**Task statement:**
Print the listing below verbatim, every line and character unchanged.

Outline records
┏━━

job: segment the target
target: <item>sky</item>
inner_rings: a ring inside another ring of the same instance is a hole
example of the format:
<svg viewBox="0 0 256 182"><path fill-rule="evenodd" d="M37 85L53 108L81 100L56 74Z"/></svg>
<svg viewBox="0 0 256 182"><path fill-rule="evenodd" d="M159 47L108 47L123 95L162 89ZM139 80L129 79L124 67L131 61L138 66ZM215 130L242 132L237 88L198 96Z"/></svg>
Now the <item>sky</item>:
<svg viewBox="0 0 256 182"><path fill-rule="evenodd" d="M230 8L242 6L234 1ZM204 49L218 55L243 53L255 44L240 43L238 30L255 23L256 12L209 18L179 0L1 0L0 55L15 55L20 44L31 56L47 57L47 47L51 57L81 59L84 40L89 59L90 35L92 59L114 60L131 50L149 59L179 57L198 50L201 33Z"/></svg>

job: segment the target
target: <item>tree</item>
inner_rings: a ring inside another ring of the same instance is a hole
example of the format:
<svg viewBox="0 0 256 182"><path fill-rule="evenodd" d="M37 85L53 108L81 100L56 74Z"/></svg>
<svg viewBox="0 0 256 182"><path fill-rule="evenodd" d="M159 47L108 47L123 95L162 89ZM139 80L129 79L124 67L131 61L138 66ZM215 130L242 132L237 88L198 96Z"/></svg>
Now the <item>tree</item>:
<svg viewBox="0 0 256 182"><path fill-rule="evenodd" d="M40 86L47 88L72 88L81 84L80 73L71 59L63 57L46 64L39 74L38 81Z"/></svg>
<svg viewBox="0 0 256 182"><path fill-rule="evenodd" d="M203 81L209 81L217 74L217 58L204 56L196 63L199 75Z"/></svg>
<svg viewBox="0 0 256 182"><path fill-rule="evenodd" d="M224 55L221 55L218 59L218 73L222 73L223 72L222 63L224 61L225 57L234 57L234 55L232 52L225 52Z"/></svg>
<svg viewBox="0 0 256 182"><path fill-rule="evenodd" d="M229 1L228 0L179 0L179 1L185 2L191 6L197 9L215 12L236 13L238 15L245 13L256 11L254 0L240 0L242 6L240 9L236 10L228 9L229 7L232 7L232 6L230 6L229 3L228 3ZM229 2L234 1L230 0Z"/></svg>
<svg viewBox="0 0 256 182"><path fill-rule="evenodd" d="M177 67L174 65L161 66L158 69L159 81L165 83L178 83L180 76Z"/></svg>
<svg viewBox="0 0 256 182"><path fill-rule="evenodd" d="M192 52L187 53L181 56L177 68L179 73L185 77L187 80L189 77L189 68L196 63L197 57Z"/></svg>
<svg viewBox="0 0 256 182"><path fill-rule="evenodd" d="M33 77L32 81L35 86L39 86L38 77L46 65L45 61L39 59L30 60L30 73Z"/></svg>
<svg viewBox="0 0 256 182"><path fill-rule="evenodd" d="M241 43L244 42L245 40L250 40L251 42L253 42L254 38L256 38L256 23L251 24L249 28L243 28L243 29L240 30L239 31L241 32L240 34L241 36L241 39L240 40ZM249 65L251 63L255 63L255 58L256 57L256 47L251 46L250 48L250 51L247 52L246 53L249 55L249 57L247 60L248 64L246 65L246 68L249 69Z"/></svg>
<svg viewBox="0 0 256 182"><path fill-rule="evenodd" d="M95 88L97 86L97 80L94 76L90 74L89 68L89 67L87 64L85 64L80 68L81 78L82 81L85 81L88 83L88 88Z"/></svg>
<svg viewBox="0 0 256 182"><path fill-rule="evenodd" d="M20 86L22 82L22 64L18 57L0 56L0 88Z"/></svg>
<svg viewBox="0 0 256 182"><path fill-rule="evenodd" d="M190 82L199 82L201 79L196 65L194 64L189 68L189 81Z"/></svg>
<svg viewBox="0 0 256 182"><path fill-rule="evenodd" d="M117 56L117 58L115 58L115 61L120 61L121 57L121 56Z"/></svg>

┗━━

**The output:**
job: segment the target
target: <item>sky</item>
inner_rings: a ring inside another ring of the same instance is a hole
example of the format:
<svg viewBox="0 0 256 182"><path fill-rule="evenodd" d="M37 85L53 108L81 100L56 74Z"/></svg>
<svg viewBox="0 0 256 182"><path fill-rule="evenodd" d="M159 47L108 47L123 95L162 89ZM139 80L129 79L124 67L131 61L138 66ZM215 130L242 132L237 88L198 96Z"/></svg>
Now the <item>sky</item>:
<svg viewBox="0 0 256 182"><path fill-rule="evenodd" d="M230 8L242 6L234 1ZM204 49L218 55L243 53L255 44L240 43L238 30L255 23L256 12L209 18L179 0L1 0L0 55L15 55L20 44L31 56L47 57L47 47L51 57L81 59L84 40L89 59L90 35L92 59L114 60L131 50L149 59L179 57L198 50L201 33Z"/></svg>

job: segment the target
target: <item>tree</item>
inner_rings: a ring inside another ring of the same instance is a hole
example of the format:
<svg viewBox="0 0 256 182"><path fill-rule="evenodd" d="M37 85L53 108L81 100L56 74Z"/></svg>
<svg viewBox="0 0 256 182"><path fill-rule="evenodd" d="M159 47L108 47L123 95L162 89ZM139 80L129 79L124 67L131 61L138 66ZM215 130L242 132L237 88L198 96Z"/></svg>
Now the <item>tree</item>:
<svg viewBox="0 0 256 182"><path fill-rule="evenodd" d="M40 86L47 88L72 88L81 84L80 73L71 59L63 57L46 64L39 74L38 81Z"/></svg>
<svg viewBox="0 0 256 182"><path fill-rule="evenodd" d="M203 81L209 81L217 74L217 58L204 56L196 63L199 75Z"/></svg>
<svg viewBox="0 0 256 182"><path fill-rule="evenodd" d="M224 55L221 55L218 59L218 73L222 73L223 72L222 63L224 61L225 57L234 57L234 55L232 52L225 52Z"/></svg>
<svg viewBox="0 0 256 182"><path fill-rule="evenodd" d="M229 1L228 0L179 0L179 1L185 2L191 6L197 9L215 12L236 13L238 15L245 13L256 11L254 0L240 0L242 6L240 9L236 10L228 9L229 7L232 7L232 6L230 6L229 3L228 3ZM229 2L234 1L230 0Z"/></svg>
<svg viewBox="0 0 256 182"><path fill-rule="evenodd" d="M177 67L174 65L161 66L158 69L159 81L165 83L178 83L180 76Z"/></svg>
<svg viewBox="0 0 256 182"><path fill-rule="evenodd" d="M192 52L187 53L181 56L177 68L179 73L185 77L187 80L189 77L189 68L196 63L197 57Z"/></svg>
<svg viewBox="0 0 256 182"><path fill-rule="evenodd" d="M33 77L32 81L35 86L39 86L38 77L46 65L45 61L39 59L30 60L30 73Z"/></svg>
<svg viewBox="0 0 256 182"><path fill-rule="evenodd" d="M241 43L244 42L245 40L250 40L251 42L253 42L254 38L256 38L256 23L251 24L249 28L243 28L243 29L240 30L239 31L241 32L240 34L241 36L241 39L240 40ZM249 65L251 63L255 63L255 58L256 57L256 47L251 46L250 48L250 51L247 52L246 53L249 55L249 57L247 60L248 64L246 65L246 68L249 69Z"/></svg>
<svg viewBox="0 0 256 182"><path fill-rule="evenodd" d="M95 88L97 86L97 80L94 76L90 74L89 68L89 67L87 64L85 64L80 68L81 78L82 81L85 81L88 83L88 88Z"/></svg>
<svg viewBox="0 0 256 182"><path fill-rule="evenodd" d="M20 86L22 82L22 64L18 57L0 56L0 88Z"/></svg>
<svg viewBox="0 0 256 182"><path fill-rule="evenodd" d="M190 82L199 82L201 79L196 65L194 64L189 68L189 81Z"/></svg>
<svg viewBox="0 0 256 182"><path fill-rule="evenodd" d="M117 56L117 58L115 58L115 61L120 61L121 57L121 56Z"/></svg>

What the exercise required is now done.